## Dataset extract:
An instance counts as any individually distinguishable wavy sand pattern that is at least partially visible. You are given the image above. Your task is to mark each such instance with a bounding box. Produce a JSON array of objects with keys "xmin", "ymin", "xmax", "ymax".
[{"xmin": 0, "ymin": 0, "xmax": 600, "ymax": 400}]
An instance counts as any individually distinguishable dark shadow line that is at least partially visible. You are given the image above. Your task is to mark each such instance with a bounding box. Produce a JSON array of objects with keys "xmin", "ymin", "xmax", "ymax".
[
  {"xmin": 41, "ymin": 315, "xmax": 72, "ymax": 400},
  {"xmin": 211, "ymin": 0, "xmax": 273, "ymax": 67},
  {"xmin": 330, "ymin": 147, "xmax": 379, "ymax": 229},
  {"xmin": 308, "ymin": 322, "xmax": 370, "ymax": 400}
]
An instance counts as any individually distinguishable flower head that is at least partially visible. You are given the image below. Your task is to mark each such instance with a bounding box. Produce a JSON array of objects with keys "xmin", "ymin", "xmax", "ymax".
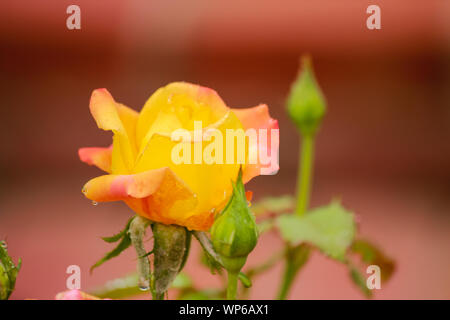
[{"xmin": 79, "ymin": 82, "xmax": 278, "ymax": 230}]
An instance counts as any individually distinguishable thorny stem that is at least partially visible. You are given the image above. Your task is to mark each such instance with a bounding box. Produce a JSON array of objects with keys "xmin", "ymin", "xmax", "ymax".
[
  {"xmin": 129, "ymin": 216, "xmax": 150, "ymax": 291},
  {"xmin": 296, "ymin": 134, "xmax": 314, "ymax": 216},
  {"xmin": 227, "ymin": 271, "xmax": 239, "ymax": 300},
  {"xmin": 194, "ymin": 231, "xmax": 223, "ymax": 266}
]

## Objective:
Reproduce the entire listing above word for word, omitting the pictures.

## The completed task:
An instance counts as any individually distinguishable wavy sand pattern that is at least partially visible. You are given the image above. Your task is to mark each such instance with a bounding box. Produce a JSON array of objects with keys "xmin", "ymin", "xmax", "ymax".
[{"xmin": 0, "ymin": 0, "xmax": 600, "ymax": 400}]
An instance counts as any individually distinguishable dark shadow line that is at least partially visible. You are given the image above. Your task is to mark each such instance with a bounding box. Produce a JSON array of objects with keys "xmin", "ymin", "xmax", "ymax".
[
  {"xmin": 41, "ymin": 315, "xmax": 72, "ymax": 400},
  {"xmin": 211, "ymin": 0, "xmax": 273, "ymax": 67},
  {"xmin": 330, "ymin": 147, "xmax": 379, "ymax": 229},
  {"xmin": 308, "ymin": 322, "xmax": 370, "ymax": 400}
]
An instance counts as any individually distinguishable flower head that is at least partially visible. You are given the image below. Your task is to mark each such instance with a bounding box. Produce a JSON array of objects with keys "xmin", "ymin", "xmax", "ymax".
[{"xmin": 79, "ymin": 82, "xmax": 278, "ymax": 230}]
An instance counts as any individually distinguishable thorny stem that is at least partially visible. You are given the image above. Your task is to mark each such instance with a bounding box. Produce a JSON array of objects with keys "xmin", "ymin", "xmax", "ymax".
[
  {"xmin": 129, "ymin": 216, "xmax": 150, "ymax": 291},
  {"xmin": 296, "ymin": 134, "xmax": 314, "ymax": 216},
  {"xmin": 227, "ymin": 271, "xmax": 239, "ymax": 300},
  {"xmin": 194, "ymin": 231, "xmax": 223, "ymax": 266}
]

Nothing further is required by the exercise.